Data section:
[Start of section]
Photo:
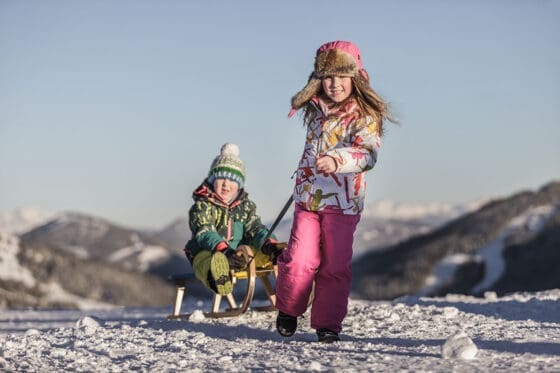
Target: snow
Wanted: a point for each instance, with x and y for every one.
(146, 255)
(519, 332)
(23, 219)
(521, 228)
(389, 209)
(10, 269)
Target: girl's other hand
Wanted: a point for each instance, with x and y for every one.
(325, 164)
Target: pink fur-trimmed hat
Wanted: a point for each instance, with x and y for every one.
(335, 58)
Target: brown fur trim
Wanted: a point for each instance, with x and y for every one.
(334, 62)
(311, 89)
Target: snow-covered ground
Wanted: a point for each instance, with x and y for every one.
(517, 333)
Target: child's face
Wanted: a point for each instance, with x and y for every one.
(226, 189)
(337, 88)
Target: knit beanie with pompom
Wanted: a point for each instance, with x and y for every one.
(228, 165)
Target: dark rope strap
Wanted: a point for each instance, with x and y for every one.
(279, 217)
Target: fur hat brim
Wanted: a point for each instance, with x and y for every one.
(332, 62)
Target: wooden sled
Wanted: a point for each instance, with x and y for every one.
[End of section]
[Start of section]
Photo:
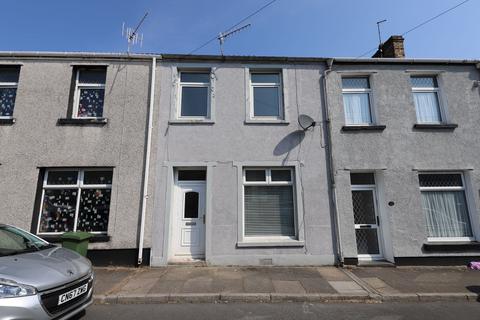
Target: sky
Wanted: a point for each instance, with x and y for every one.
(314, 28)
[End of section]
[Start of section]
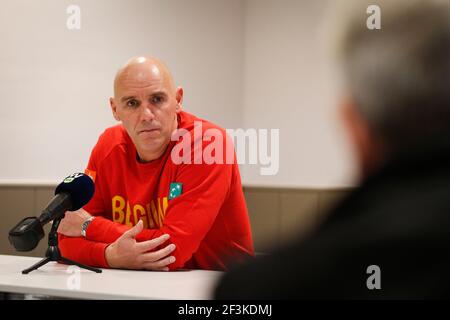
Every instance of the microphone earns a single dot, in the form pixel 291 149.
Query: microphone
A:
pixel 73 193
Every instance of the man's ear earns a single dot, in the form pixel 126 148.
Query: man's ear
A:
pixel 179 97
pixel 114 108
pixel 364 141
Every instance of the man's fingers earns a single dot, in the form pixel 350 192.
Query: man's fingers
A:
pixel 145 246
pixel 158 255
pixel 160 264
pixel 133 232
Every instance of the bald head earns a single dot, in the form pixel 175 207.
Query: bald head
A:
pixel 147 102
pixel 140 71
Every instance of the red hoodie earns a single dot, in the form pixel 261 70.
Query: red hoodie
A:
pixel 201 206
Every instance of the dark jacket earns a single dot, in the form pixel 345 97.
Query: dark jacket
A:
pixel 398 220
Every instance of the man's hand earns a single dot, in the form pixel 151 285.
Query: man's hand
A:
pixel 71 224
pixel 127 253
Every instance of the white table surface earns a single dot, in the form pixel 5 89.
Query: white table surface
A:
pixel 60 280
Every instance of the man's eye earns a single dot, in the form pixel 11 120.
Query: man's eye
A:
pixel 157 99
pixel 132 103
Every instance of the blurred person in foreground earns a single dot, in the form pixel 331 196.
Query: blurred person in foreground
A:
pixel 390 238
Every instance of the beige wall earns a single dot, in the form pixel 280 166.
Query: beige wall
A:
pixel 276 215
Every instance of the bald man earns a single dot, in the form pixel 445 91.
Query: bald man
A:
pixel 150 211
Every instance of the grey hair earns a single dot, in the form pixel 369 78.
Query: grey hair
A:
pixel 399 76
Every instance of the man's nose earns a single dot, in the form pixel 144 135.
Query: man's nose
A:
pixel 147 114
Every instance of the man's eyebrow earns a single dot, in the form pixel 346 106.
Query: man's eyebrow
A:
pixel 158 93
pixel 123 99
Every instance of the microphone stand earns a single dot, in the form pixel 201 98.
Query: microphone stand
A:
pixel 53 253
[End of section]
For this data, state how many lines include the word "surface", with nothing added.

Result:
2